* _WHAT YOU HAVE TO DO_:
Give all the lines below again, exactly, with no pictures.

* _TASK INPUT_:
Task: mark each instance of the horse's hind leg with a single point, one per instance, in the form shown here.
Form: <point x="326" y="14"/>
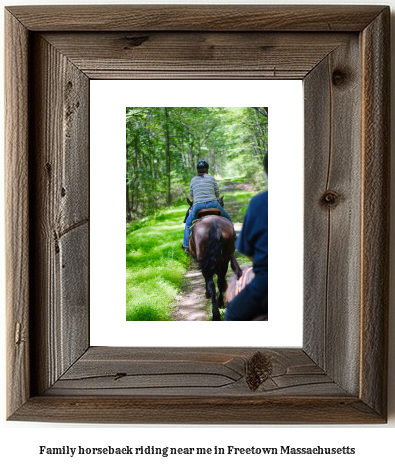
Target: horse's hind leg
<point x="222" y="285"/>
<point x="207" y="293"/>
<point x="235" y="267"/>
<point x="212" y="291"/>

* _EXERCISE ANSWER_:
Task: mark each instance of the horse's hind leg with a single point, one per instance, in the form shown here.
Form: <point x="326" y="14"/>
Target: horse's hind leg
<point x="222" y="285"/>
<point x="207" y="293"/>
<point x="235" y="267"/>
<point x="212" y="291"/>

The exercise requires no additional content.